Monday, August 17, 2009

Our Fifth Huancavelica Trip

We left for Huancavelica on Saturday morning, August 15, and as usual, drove up to the altiplano between Tarma and Huancayo. This is the scene we saw at 13, 600 feet:


As we passed through Huancayo, we saw hundreds of people in all styles of dress, from modern to traditional. This woman, in traditional attire, was walking along one of the main streets of Huancayo:


As we drove into the high mountains south of Huancayo, we could see that the farmlands had dried out:


This is the same view from last April, at the end of the rainy season:


Another example of a dried-out hill with farmlands:


... and the same view from last April:


When we arrived in Izcuchaca, we stopped to take close-up pictures of the picturesque Spanish colonial bridge:


On the city side of the tower, we could see the steps that Spanish solders climbed to watch for enemies from the bridge:


On our way back from Huancavelica, in the mountain town of Ccaccasiri (a Quechua word prounced Hah-hah-see-ree; the double-C has a hard H sound), we passed through the middle of the Sunday market:


People gathered at the market to buy many different kinds of things: yarn, clothing, detergent, soda, dishes, soup kettles, etc.:


We spent the night in Huancayo. At dusk, we had a bird's eye view of the cathedral dome from the hotel roof near our room:


We noticed the contrast between the ancient cathedral and the modern high-rise office building in the background:


At various locations on our route, we saw adobes (bricks) stacked and waiting to be used for making houses and other small buildings:


Because it's the end of harvest time, we saw many farmhouses where the straw had been stacked to feed the animals until next year's crop.


... and fields where the straw was still waiting to be harvested:


We are now at the beginning of the "burn season," when sheep and cattle herders burn the dried hills so that more nutritious pasture grasses will grow next season:


Even though we've been to Huancavelica five times now, we always see new things as the seasons change. We never tire of the trip.

The Huancavelica Branch

This past weekend, we attended the Huancavelica Branch Conference where Scott met with the branch and district presidencies, spoke in sacrament meeting, and gave a 75-minute training session to leaders and other members. It was a special time to be with the many friends that we have made during our four previous trips to Huancavelica.

Here are some of the wonderful members who attended the conference.

The Medina family with Beverly and Scott (the two little children in front are not part of the family; they just wanted to get into the picture):


Beverly with some of the Primary children:


... and with some of the Young Women and other children:


Scott with the full-time missionaries (Elders Paredes and Huamán) and some young boys:


The wife of the branch president (President Huamaní) and their baby:


Beverly with three generations of the Ramírez family (daughter, granddaughter, and wife of the district president):


President Ramírez, the district president, as he leaves the conference to go home:


And a young man who is sending in his missionary papers:


These Huancavelican members hold a special place in our hearts.

### RECORD EXCERPTS
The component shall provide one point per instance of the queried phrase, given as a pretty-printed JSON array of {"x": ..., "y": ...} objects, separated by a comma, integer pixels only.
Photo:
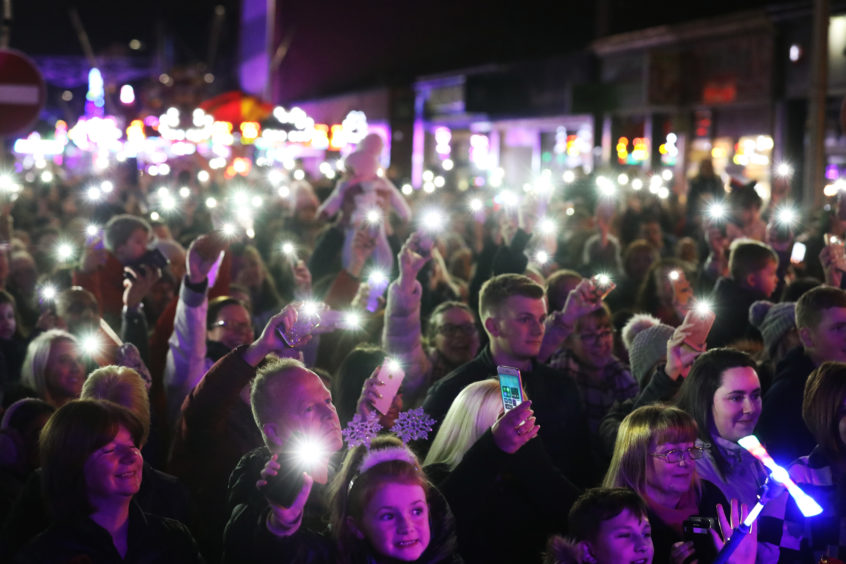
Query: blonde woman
[
  {"x": 500, "y": 483},
  {"x": 655, "y": 455}
]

### DIRECTIONS FOR THIS TASK
In one to three sentences, explain why sheep and cattle herders burn the dried hills during the "burn season," according to the account of the fifth Huancavelica trip.

### PROBLEM SOLUTION
The herders burn the dried hills so that more nutritious pasture grasses will grow the next season.